# Text segment start

# A few new ones



## Optimo1986 (Dec 5, 2014)

Here are a few bottles I picked up a couple months back.
Vernors
White Star 
Wolverine


----------



## Optimo1986 (Dec 5, 2014)

2 A. Wegener & Son with back of White Star bottle.


----------



## RCO (Dec 6, 2014)

the whitestar and wolverine and both nice art deco style bottles from that period .


----------



## hemihampton (Dec 6, 2014)

I like the Wegeners, Where'd you get those? Probably 5+ different variations of those. LEON.


----------



## Robby Raccoon (Dec 6, 2014)

Didn't Leon just get a Wegener today? [:-]
Pretty cool stuff.


----------



## hemihampton (Dec 6, 2014)

Spirit Bear said:
			
		

> Didn't Leon just get a Wegener today? [:-]
> Pretty cool stuff.



Actually I got it last Sunday after a recent Privy dig. LEON.


----------



## Robby Raccoon (Dec 6, 2014)

I should have rephrased that. My apologies.... Should have been, "Didn't Leon just post a Wegener bottle today as well?"
Your digs do a lot better than mine. All I have found lately is half of a Minute Maid bottle-- or something like that-- from 1948.


----------



## sunrunner (Dec 7, 2014)

That is a nice Vernors I've not seen one like that before.


----------



## Optimo1986 (Dec 8, 2014)

I got them from an antique store nearby. I see quite a few detroit hutch/blob top type bottles at antique stores but they usually want $30 or so. These were reasonably priced so I figured why not.

# Text segment end

§ Your task
In the bottle forum thread above, where does Optimo1986 say the bottles came from?

# Supplied data start

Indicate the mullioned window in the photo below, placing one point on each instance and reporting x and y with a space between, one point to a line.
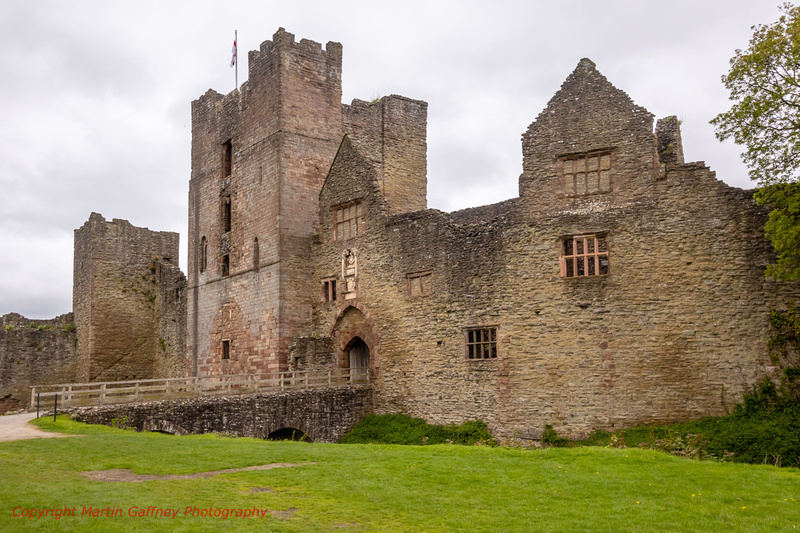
586 174
584 255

# Supplied data end

§ Full answer
From an antique store nearby.